Substitute "occurrence" for every "instance" in the rows below and reproduce them with nothing else changed. Leave the pictures out of your version.

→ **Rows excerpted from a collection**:

☆ ☆ ☆ ☆ ☆

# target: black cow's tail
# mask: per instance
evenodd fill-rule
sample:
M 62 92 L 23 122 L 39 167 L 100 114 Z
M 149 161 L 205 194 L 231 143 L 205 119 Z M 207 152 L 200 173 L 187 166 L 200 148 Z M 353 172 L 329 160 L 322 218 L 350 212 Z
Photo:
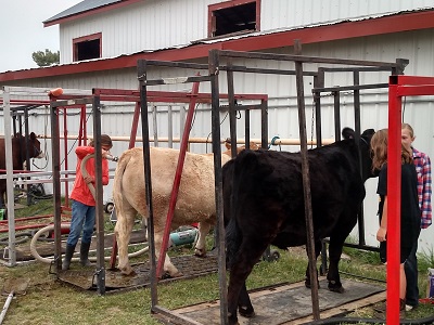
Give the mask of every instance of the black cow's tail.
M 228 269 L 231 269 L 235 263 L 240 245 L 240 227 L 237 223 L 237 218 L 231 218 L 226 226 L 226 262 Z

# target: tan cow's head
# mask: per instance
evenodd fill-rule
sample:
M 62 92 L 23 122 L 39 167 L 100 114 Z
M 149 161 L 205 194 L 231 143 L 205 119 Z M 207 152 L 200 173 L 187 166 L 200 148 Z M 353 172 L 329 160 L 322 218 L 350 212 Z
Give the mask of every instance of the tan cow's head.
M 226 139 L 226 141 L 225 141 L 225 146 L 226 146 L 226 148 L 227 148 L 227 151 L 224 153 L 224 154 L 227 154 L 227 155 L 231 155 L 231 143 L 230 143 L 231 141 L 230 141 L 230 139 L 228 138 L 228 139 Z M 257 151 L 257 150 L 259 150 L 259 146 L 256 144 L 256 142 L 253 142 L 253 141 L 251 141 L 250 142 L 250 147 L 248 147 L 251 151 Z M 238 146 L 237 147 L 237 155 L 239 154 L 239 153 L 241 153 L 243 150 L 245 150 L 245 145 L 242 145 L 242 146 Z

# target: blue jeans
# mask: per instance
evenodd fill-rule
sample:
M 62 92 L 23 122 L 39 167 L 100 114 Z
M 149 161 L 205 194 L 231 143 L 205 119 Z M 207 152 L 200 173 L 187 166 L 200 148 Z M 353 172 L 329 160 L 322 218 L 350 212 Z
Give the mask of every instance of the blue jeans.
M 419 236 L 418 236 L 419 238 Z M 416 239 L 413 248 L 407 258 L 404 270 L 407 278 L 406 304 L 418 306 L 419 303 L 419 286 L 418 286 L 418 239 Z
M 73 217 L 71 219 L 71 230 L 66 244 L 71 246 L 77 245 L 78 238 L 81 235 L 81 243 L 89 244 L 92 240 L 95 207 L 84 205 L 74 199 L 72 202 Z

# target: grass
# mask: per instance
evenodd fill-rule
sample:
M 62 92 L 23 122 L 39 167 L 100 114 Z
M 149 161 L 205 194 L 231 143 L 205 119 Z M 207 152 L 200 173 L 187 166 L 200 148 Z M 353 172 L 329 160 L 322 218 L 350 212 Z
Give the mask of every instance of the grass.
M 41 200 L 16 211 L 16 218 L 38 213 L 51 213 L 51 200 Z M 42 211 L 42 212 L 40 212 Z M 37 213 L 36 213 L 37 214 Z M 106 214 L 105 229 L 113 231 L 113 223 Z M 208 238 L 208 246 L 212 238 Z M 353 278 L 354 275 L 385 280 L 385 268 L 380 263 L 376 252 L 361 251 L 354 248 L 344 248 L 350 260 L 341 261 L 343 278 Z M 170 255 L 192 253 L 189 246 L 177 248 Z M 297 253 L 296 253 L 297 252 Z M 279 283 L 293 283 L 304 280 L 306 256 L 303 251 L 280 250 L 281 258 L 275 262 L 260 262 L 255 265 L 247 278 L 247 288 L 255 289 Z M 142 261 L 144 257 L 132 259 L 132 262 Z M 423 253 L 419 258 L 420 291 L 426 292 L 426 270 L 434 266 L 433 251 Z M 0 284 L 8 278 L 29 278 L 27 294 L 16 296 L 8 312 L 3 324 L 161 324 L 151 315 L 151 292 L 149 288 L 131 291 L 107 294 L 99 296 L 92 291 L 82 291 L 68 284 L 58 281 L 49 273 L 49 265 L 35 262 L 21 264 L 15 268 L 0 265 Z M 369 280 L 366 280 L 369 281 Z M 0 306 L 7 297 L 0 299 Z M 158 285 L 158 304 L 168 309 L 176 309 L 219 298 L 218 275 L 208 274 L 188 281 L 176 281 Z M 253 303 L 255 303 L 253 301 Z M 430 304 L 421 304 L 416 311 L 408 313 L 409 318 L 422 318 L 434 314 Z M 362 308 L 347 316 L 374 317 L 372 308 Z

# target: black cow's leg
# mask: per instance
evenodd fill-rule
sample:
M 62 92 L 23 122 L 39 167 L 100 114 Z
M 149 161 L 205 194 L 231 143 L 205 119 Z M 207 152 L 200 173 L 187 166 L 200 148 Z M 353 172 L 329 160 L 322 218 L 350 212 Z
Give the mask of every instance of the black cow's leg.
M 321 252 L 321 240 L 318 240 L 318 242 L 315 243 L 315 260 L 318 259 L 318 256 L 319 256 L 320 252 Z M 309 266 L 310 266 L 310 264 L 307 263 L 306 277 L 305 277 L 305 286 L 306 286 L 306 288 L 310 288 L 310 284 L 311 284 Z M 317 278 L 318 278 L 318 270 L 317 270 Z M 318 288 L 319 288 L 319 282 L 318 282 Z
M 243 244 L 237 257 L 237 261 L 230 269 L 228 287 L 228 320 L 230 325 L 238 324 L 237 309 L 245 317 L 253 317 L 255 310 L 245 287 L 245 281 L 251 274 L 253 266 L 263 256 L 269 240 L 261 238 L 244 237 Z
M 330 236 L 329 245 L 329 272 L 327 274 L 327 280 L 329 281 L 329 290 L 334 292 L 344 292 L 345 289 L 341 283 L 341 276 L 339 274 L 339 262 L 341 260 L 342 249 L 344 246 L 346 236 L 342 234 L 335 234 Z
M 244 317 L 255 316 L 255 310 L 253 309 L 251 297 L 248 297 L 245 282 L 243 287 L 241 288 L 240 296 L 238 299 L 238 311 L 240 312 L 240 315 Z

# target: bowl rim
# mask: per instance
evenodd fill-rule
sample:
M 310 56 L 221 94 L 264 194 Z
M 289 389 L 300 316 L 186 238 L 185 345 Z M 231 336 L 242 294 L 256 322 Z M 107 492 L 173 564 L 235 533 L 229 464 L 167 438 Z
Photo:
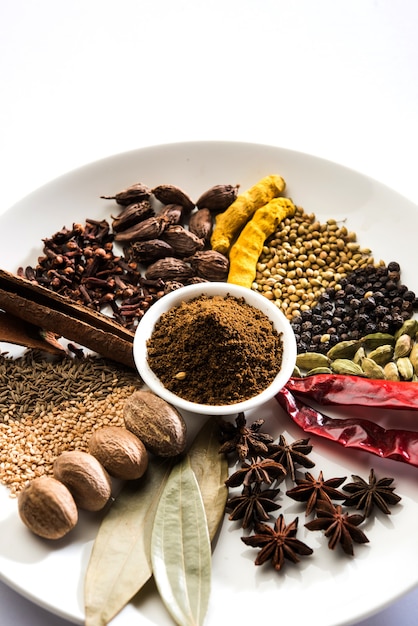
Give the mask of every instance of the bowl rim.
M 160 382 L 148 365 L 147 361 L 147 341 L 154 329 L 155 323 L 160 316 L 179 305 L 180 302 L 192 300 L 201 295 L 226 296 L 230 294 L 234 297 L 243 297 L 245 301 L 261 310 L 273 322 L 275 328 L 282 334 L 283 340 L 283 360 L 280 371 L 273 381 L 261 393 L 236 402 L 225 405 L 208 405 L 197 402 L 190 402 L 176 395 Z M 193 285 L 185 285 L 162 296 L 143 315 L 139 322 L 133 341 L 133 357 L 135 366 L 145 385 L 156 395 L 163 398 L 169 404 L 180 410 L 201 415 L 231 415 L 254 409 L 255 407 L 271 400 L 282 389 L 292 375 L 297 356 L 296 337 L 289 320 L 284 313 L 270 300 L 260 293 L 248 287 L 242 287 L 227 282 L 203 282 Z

☆ ☆ ☆ ☆ ☆

→ **WRITTEN SOLUTION**:
# target: black cow's tail
# mask: per occurrence
evenodd fill-rule
sample:
M 62 92 L 23 122 L 39 167 L 100 114 Z
M 149 161 L 205 194 L 231 143 L 205 119 Z M 207 152 L 200 173 L 187 166 L 200 148 Z M 353 172 L 329 160 L 322 218 L 350 212 Z
Photo:
Give the mask of every occurrence of the black cow's tail.
M 228 269 L 231 269 L 235 263 L 240 245 L 240 227 L 237 223 L 237 218 L 231 218 L 226 226 L 226 262 Z

# target: tan cow's head
# mask: per occurrence
evenodd fill-rule
sample:
M 62 92 L 23 122 L 39 167 L 100 114 Z
M 149 161 L 205 194 L 231 143 L 205 119 Z M 207 152 L 200 173 L 187 166 L 200 148 Z M 353 172 L 329 160 L 322 218 L 350 212 Z
Give the mask of every occurrence of the tan cow's head.
M 226 139 L 226 141 L 225 141 L 225 146 L 226 146 L 226 148 L 227 148 L 227 151 L 224 153 L 224 154 L 227 154 L 227 155 L 231 155 L 231 143 L 230 143 L 231 141 L 230 141 L 230 139 L 228 138 L 228 139 Z M 257 151 L 257 150 L 259 150 L 259 146 L 256 144 L 256 142 L 253 142 L 253 141 L 251 141 L 250 142 L 250 147 L 248 147 L 251 151 Z M 238 146 L 237 147 L 237 155 L 239 154 L 239 153 L 241 153 L 243 150 L 245 150 L 245 145 L 242 145 L 242 146 Z

# target: blue jeans
# mask: per occurrence
evenodd fill-rule
sample:
M 62 92 L 23 122 L 39 167 L 100 114 Z
M 149 161 L 205 194 L 231 143 L 205 119 Z M 207 152 L 200 173 L 187 166 L 200 148 Z M 353 172 L 329 160 L 322 218 L 350 212 Z
Give the mask of every occurrence of the blue jeans.
M 419 236 L 418 236 L 419 238 Z M 416 239 L 413 248 L 407 258 L 404 270 L 407 278 L 406 304 L 418 306 L 419 303 L 419 286 L 418 286 L 418 239 Z
M 73 217 L 71 219 L 71 230 L 66 244 L 71 246 L 77 245 L 78 238 L 81 235 L 81 243 L 89 244 L 92 240 L 95 207 L 84 205 L 74 199 L 72 202 Z

# target: grass
# mask: per occurrence
evenodd fill-rule
sample:
M 62 92 L 23 122 L 39 167 L 100 114 Z
M 149 161 L 205 194 L 231 143 L 205 119 Z M 207 152 L 200 173 L 187 166 L 200 148 Z M 353 172 L 329 160 L 322 218 L 350 212 Z
Give the mask of every occurrence of the grass.
M 41 200 L 16 211 L 16 218 L 38 213 L 51 213 L 51 200 Z M 42 211 L 42 212 L 40 212 Z M 37 213 L 36 213 L 37 214 Z M 106 214 L 105 229 L 113 231 L 113 223 Z M 208 238 L 208 246 L 212 238 Z M 353 278 L 354 275 L 385 280 L 385 268 L 380 263 L 376 252 L 361 251 L 354 248 L 344 248 L 350 260 L 341 261 L 343 278 Z M 170 255 L 192 253 L 189 246 L 177 248 Z M 297 253 L 296 253 L 297 252 Z M 279 283 L 293 283 L 304 280 L 306 256 L 303 251 L 280 250 L 281 258 L 275 262 L 260 262 L 255 265 L 247 278 L 247 288 L 255 289 Z M 142 261 L 144 257 L 132 259 L 132 262 Z M 423 253 L 419 258 L 420 291 L 426 292 L 426 270 L 434 266 L 433 251 Z M 0 284 L 8 278 L 29 278 L 27 294 L 16 296 L 8 312 L 3 324 L 161 324 L 151 315 L 151 292 L 149 288 L 131 291 L 107 294 L 99 296 L 92 291 L 82 291 L 68 284 L 58 281 L 49 273 L 49 265 L 35 262 L 21 264 L 15 268 L 0 265 Z M 369 280 L 366 280 L 369 281 Z M 0 306 L 7 297 L 0 299 Z M 158 285 L 158 304 L 168 309 L 176 309 L 219 298 L 218 275 L 208 274 L 188 281 L 176 281 Z M 253 303 L 255 303 L 253 301 Z M 430 304 L 421 304 L 416 311 L 408 313 L 409 318 L 422 318 L 434 314 Z M 362 308 L 347 316 L 374 317 L 372 308 Z

# target: black cow's leg
# mask: per occurrence
evenodd fill-rule
sample:
M 62 92 L 23 122 L 39 167 L 100 114 Z
M 149 161 L 205 194 L 231 143 L 205 119 Z M 207 152 L 200 173 L 187 166 L 200 148 Z M 353 172 L 329 160 L 322 218 L 350 212 Z
Give the mask of every occurrence of the black cow's leg.
M 321 252 L 321 240 L 318 240 L 318 242 L 315 243 L 315 260 L 318 259 L 318 256 L 319 256 L 320 252 Z M 309 266 L 310 266 L 310 264 L 307 263 L 306 277 L 305 277 L 305 286 L 306 286 L 306 288 L 310 288 L 310 284 L 311 284 Z M 317 278 L 318 278 L 318 270 L 317 270 Z M 318 288 L 319 288 L 319 282 L 318 282 Z
M 243 244 L 237 257 L 237 261 L 230 269 L 228 287 L 228 320 L 230 325 L 238 324 L 237 309 L 245 317 L 253 317 L 255 310 L 245 287 L 245 281 L 251 274 L 253 266 L 263 256 L 269 240 L 261 238 L 244 237 Z
M 330 236 L 329 245 L 329 272 L 327 274 L 327 280 L 329 281 L 329 290 L 334 292 L 344 292 L 345 289 L 341 283 L 341 276 L 339 274 L 339 262 L 341 260 L 342 249 L 344 246 L 346 236 L 342 234 L 335 234 Z
M 244 317 L 255 316 L 255 310 L 253 309 L 251 297 L 248 297 L 245 282 L 243 287 L 241 288 L 240 296 L 238 299 L 238 311 L 240 312 L 240 315 Z

# target: bowl rim
# mask: per occurrence
evenodd fill-rule
sample:
M 310 56 L 221 94 L 264 194 Z
M 289 389 L 300 316 L 186 238 L 185 345 Z M 231 336 L 242 294 L 256 322 Z M 107 492 L 173 564 L 235 533 L 229 464 L 167 438 Z
Photo:
Give the mask of every occurrence of the bowl rim.
M 160 382 L 148 365 L 147 361 L 147 341 L 154 329 L 155 323 L 160 316 L 179 305 L 180 302 L 192 300 L 201 295 L 226 296 L 230 294 L 234 297 L 243 297 L 245 301 L 261 310 L 273 322 L 275 328 L 282 334 L 283 340 L 283 360 L 280 371 L 273 381 L 261 393 L 236 402 L 225 405 L 208 405 L 197 402 L 190 402 L 176 395 Z M 193 285 L 185 285 L 162 296 L 143 315 L 139 322 L 133 341 L 133 357 L 135 366 L 145 385 L 156 395 L 163 398 L 169 404 L 180 410 L 201 415 L 231 415 L 254 409 L 255 407 L 271 400 L 282 389 L 292 375 L 297 356 L 296 337 L 289 320 L 284 313 L 270 300 L 260 293 L 248 287 L 242 287 L 227 282 L 203 282 Z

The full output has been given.